[BEGIN EXTRACT TO READ]

The comparison output includes a recommendation block with the best stack and ranked page/doc/object/no-result metrics.
If you install `mare-retrieval[colpali]`, you can also compare `--stack colpali-visual` on corpora with rendered PDF page images.
If the corpus has no rendered page images, MARE will explain that the visual retriever needs PDF page images and suggest a text retriever instead.

## What You Get

MARE can return:

- best matching page, section, procedure, table-like object, or figure-like object
- exact snippet
- file, page, line, heading, or section-aware citation when available
- rendered PDF page image when available
- highlighted PDF proof image when localization is possible
- retrieval rationale and score
- optional visual page retrieval for image-, chart-, table-, and layout-heavy PDFs through `mare-retrieval[colpali]`
- Evidence Brief with source coverage, support strength, conflict hints, proof assets, gaps, and next questions
- evidence rescue in `mare workflow` and `mare chat`: when initial support is weak or missing, MARE tries alternate evidence-seeking queries and records whether stronger proof was found
- structured payloads for agents, tools, and applications

## Supported Documents

Current local document-first workflows support:

- `pdf`
- `md` / `markdown`
- `txt`
- first-pass `docx`

PDFs currently have the strongest visual proof because MARE can render pages and highlight evidence. Markdown, text, and DOCX usually rely on snippet and citation proof first.

[END EXTRACT TO READ]

SET TASK 1:
Rewrite the paragraph of the MARE extract that begins "PDFs currently have the strongest visual proof" in a briefer form, keeping its main facts.

[BEGIN TASK DATA]

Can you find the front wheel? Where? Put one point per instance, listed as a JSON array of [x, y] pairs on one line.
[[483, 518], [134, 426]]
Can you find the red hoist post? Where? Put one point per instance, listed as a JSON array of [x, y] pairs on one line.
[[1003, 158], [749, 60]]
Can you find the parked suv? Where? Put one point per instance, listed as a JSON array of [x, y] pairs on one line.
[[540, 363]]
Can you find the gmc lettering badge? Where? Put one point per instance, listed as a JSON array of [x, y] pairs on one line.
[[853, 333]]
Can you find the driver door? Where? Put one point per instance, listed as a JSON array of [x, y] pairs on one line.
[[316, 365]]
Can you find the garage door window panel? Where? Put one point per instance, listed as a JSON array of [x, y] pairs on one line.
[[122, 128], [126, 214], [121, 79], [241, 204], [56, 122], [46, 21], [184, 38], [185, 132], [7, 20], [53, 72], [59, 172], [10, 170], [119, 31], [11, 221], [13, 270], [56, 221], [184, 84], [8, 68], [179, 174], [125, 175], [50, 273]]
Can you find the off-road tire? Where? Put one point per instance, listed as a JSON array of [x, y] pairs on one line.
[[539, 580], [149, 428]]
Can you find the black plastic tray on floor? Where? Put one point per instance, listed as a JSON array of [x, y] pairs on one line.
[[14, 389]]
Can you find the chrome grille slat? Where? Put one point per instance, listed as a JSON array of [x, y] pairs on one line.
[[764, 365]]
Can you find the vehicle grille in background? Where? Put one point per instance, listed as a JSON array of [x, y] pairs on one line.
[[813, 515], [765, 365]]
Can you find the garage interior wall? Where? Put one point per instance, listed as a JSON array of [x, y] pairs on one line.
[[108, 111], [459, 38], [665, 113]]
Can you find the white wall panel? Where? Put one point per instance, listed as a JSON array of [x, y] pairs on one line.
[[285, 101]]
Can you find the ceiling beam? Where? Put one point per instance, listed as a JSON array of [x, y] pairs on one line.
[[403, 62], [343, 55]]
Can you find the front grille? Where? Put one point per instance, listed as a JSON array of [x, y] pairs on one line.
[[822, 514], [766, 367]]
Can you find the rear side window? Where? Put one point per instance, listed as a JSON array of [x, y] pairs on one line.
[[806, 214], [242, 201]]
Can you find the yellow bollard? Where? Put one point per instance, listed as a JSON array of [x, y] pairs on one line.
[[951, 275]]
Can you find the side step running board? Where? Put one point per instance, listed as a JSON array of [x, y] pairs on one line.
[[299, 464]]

[END TASK DATA]

SET TASK 2:
Reproduce the records, requests included, starting with the line that contains "Can you find the off-road" and going on through the end of the records, adding -103 to every coordinate in the answers.

FULL OUTPUT 1:
PDFs provide the strongest visual proof, since MARE can render their pages and highlight evidence. Markdown, text, and DOCX files generally depend first on snippet and citation proof.

FULL OUTPUT 2:
Can you find the off-road tire? Where? Put one point per instance, listed as a JSON array of [x, y] pairs on one line.
[[436, 477], [46, 325]]
Can you find the black plastic tray on floor? Where? Put one point per instance, listed as a JSON array of [x, y] pairs on one line.
[[-89, 286]]
Can you find the chrome grille slat? Where? Put one point per instance, listed as a JSON array of [x, y] pairs on one line.
[[661, 262]]
Can you find the vehicle grille in background? Where? Put one point per instance, listed as a JSON array of [x, y] pairs on one line.
[[710, 412], [662, 262]]
Can you find the garage interior wall? Where? Put one point per instance, listed as a JSON array of [x, y] pairs on one line.
[[5, 8], [356, -65], [562, 10]]
Can you find the white wall panel? Where? Put one point per instance, listed as a JSON array of [x, y] pairs on one line.
[[182, -2]]
Can you find the ceiling beam? Where? Put one point per instance, listed as a JSON array of [x, y] pairs on one line.
[[300, -41], [240, -48]]
Can you find the front grille? Where? Put one point per instance, listed as a JSON array of [x, y] pairs on one line.
[[719, 411], [663, 264]]
Can you find the rear side window? Where? Put one point per instance, listed as a JSON array of [x, y] pairs on one line.
[[703, 111], [139, 98]]
Can you find the yellow bollard? Where? Put one point per instance, listed as a JSON array of [x, y] pairs on one line.
[[848, 172]]
Can you find the side step running board? Where? Put one point per instance, listed as a JSON array of [x, y] pairs on one line.
[[196, 361]]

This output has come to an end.